▸ WORK ORDER: Please copy out the lines in the entries that contain "below".

Referring expression pointing data:
────────────────────────────────────────
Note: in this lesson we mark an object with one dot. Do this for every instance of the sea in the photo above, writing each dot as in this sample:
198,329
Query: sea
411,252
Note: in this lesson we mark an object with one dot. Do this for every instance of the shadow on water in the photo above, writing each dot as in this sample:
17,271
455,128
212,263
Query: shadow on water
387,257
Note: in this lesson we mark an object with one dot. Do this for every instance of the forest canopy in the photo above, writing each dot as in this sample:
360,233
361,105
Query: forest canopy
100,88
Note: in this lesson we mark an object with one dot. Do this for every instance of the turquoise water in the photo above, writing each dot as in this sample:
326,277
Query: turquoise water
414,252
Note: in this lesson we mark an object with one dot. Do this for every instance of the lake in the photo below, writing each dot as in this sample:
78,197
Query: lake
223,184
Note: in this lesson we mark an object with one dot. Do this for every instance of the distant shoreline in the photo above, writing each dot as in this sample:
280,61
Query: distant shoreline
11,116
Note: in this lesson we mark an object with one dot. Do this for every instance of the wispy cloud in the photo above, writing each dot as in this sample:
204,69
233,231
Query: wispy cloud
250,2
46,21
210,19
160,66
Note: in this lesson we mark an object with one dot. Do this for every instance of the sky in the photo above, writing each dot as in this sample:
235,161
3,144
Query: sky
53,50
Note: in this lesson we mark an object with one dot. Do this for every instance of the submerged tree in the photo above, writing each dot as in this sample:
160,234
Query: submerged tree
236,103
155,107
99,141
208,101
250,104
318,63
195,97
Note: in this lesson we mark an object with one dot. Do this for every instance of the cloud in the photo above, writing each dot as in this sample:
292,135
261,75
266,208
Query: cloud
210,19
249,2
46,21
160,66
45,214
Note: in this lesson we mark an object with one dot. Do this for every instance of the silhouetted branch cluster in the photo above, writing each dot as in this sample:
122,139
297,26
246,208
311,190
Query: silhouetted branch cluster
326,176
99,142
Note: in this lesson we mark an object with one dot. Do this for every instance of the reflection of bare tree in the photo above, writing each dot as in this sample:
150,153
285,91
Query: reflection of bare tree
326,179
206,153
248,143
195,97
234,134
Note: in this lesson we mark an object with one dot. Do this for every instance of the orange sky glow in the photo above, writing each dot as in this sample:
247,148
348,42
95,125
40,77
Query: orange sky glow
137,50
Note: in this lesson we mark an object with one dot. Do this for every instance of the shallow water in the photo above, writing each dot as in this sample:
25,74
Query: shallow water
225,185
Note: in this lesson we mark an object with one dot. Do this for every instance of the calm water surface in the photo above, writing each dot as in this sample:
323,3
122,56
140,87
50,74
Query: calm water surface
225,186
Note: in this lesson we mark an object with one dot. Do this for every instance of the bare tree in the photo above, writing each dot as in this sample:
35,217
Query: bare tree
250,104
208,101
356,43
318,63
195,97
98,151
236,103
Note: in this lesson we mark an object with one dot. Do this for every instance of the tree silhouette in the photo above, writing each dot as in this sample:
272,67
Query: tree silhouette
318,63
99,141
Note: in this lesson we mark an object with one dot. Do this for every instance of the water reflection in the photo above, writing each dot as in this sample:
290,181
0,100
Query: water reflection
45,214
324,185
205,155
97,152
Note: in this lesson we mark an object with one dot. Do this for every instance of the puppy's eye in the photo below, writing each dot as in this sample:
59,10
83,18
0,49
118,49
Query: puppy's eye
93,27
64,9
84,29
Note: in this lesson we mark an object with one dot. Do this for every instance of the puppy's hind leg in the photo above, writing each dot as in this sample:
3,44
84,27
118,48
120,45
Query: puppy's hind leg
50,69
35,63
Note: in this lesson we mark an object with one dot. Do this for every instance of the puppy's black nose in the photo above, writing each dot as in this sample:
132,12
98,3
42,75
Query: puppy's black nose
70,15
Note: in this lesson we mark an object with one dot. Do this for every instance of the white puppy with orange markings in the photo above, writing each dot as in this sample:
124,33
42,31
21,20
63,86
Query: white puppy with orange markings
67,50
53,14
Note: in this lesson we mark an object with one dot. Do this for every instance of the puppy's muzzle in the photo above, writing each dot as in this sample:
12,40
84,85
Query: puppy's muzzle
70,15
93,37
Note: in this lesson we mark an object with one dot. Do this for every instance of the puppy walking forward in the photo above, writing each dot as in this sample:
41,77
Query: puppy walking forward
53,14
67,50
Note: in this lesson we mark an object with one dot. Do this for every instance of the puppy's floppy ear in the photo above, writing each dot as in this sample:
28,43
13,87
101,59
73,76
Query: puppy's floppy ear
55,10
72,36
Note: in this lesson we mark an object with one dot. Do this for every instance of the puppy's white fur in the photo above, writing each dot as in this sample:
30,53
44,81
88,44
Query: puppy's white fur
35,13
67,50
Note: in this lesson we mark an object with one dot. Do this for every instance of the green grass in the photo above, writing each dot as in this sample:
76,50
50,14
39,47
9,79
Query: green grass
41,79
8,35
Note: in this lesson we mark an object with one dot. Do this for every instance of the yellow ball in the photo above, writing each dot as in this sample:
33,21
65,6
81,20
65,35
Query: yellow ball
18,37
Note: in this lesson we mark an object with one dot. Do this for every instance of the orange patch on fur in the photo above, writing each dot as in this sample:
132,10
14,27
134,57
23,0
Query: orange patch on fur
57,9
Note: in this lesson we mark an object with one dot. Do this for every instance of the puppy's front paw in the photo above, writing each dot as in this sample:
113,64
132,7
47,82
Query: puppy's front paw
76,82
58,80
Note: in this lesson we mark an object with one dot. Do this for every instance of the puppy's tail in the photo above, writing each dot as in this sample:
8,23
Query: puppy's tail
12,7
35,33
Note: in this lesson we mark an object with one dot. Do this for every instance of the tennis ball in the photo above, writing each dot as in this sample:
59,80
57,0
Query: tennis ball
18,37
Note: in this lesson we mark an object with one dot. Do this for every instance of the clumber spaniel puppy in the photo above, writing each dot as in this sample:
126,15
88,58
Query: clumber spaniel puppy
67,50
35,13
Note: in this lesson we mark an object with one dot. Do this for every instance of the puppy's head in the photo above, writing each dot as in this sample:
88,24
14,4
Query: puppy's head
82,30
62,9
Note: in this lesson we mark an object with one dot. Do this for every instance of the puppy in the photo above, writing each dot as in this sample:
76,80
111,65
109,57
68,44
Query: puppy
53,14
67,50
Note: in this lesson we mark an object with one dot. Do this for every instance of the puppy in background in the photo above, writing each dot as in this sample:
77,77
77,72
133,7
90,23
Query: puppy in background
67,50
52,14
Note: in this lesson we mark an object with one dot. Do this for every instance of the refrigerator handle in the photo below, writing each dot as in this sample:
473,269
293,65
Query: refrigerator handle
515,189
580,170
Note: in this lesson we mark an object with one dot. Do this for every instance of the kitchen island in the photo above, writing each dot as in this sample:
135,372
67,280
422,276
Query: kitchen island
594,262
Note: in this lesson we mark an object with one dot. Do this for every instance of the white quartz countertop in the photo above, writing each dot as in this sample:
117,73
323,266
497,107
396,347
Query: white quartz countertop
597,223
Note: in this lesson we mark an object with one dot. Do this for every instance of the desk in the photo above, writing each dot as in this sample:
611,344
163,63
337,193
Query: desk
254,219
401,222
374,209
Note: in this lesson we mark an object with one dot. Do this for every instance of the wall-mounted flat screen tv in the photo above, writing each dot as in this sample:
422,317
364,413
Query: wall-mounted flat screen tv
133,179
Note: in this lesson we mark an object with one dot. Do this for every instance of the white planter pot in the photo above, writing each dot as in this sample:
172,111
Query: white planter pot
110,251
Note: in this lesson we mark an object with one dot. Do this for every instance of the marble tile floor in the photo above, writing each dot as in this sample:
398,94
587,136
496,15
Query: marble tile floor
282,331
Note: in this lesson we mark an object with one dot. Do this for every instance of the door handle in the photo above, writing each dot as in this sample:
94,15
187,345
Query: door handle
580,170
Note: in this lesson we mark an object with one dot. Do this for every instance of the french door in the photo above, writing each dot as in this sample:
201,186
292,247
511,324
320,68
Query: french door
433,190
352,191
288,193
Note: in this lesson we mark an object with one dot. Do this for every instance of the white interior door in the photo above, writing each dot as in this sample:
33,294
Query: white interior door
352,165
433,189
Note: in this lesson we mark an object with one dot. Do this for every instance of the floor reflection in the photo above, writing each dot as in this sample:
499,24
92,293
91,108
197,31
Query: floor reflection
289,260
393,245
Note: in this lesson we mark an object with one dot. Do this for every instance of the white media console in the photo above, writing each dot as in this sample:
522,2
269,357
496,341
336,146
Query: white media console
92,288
────────────────────────────────────────
▸ FINISHED EXERCISE:
Note: in this lesson we mark an object with one dot. Do this for every instance of the lake in the photo below, writing each dot as in this sample:
Note: in this lesson we mark an object with one dot. Do this for every instance of the puppy's eye in the photo below, writing each dot as in this sample:
Note: in this lesson we mark an object with one dot. Do this for every instance of the refrigerator handle in the photo below, writing each dot as in this sample:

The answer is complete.